## [Passage shown]
— BEGIN —

TimelessLogs Architecture

Supervision Tree

The application starts a flat supervision tree with :one_for_one strategy. Each child can restart independently without affecting the others. The HTTP server is optional and only started when configured.

graph TD
    S["TimelessLogs.Application
Supervisor :one_for_one"]
    S --> R["TimelessLogs.Registry
Registry :duplicate"]
    S --> I["TimelessLogs.Index
GenServer"]
    S --> FS["FlushSupervisor
Task.Supervisor"]
    S --> B["TimelessLogs.Buffer
GenServer"]
    S --> C["TimelessLogs.Compactor
GenServer"]
    S --> RT["TimelessLogs.Retention
GenServer"]
    S -.-> H["TimelessLogs.HTTP
Bandit (optional)"]

    style H stroke-dasharray: 5 5

• Registry — Duplicate-key registry for real-time log subscriptions
• Index — SQLite persistence + ETS caching for block metadata and term index
• FlushSupervisor — Task.Supervisor managing concurrent async flush tasks
• Buffer — Accumulates log entries, auto-flushes on size or interval threshold
• Compactor — Merges raw blocks into compressed blocks (zstd or OpenZL)

— END —

## [Extracted data]
— BEGIN —

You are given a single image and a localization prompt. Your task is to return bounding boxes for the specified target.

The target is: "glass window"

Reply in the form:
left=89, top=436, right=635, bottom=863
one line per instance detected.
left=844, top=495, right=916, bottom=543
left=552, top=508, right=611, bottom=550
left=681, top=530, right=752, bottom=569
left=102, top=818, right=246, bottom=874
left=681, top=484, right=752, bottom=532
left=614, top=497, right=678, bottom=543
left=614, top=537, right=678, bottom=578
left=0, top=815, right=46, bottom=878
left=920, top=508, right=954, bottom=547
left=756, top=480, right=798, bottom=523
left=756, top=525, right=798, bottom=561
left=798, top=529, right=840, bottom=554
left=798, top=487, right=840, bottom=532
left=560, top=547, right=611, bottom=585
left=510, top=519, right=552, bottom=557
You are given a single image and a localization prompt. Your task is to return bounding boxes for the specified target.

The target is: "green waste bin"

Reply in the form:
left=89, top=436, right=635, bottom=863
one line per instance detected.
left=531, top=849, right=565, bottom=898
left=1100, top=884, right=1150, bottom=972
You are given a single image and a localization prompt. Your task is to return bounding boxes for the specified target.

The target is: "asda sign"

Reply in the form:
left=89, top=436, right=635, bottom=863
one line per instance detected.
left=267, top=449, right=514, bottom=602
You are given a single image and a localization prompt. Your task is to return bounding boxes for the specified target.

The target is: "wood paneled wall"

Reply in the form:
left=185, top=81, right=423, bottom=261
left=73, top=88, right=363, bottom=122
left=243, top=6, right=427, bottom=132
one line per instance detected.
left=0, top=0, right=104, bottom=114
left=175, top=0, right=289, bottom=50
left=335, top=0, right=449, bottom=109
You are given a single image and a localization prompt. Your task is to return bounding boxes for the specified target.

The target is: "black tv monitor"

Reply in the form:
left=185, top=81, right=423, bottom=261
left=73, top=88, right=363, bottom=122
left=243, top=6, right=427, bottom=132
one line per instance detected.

— END —

Please pick up the TimelessLogs architecture write-up above right after its last line and carry it forward.

• Retention — Deletes blocks by age or total size on a periodic timer
• HTTP — VictoriaLogs-compatible REST API (only started when http config is set)

Ingestion Pipeline

Log entries flow from the Elixir Logger through the handler, into the buffer, then are flushed asynchronously to disk and indexed. Subscribers receive entries in real-time before they hit the buffer.

sequenceDiagram
    participant L as Logger
    participant H as Handler
    participant B as Buffer
    participant Sub as Subscribers
    participant FS as FlushSupervisor
    participant W as Writer
    participant D as Disk / Memory
    participant I as Index

    L->>H: Logger event
    H->>B: GenServer.cast(:log, entry)
    B->>Sub: Registry.dispatch (broadcast)
    B->>B: Accumulate in list

    Note over B: Flush triggers:
buffer ≥ 1000 entries
OR 1s timer expires
OR manual flush()

    B->>FS: Task.Supervisor.async
    FS->>W: Write block
    W->>D: Serialize + compress → file
    W->>I: GenServer.cast(:index, block_meta)
    I->>I: ETS insert (hot cache)

    Note over I: Every 100-500ms:
ETS → SQLite batch persist

Backpressure

The flush pipeline limits concurrent flush tasks to System.schedulers_online(). When the limit is reached, the buffer falls back to synchronous flushing, which applies natural backpressure to the Logger handler.

Storage Layer

Blocks are written to disk as individual files under data_dir/blocks/. Each block has a 12-digit numeric ID and a format extension.

flowchart TD
    subgraph "Block Formats"
        RAW[".raw
Uncompressed ETF"]
        ZST[".zst
Zstandard compressed"]
        OZL[".ozl
OpenZL columnar"]
    end

    subgraph "Serialization"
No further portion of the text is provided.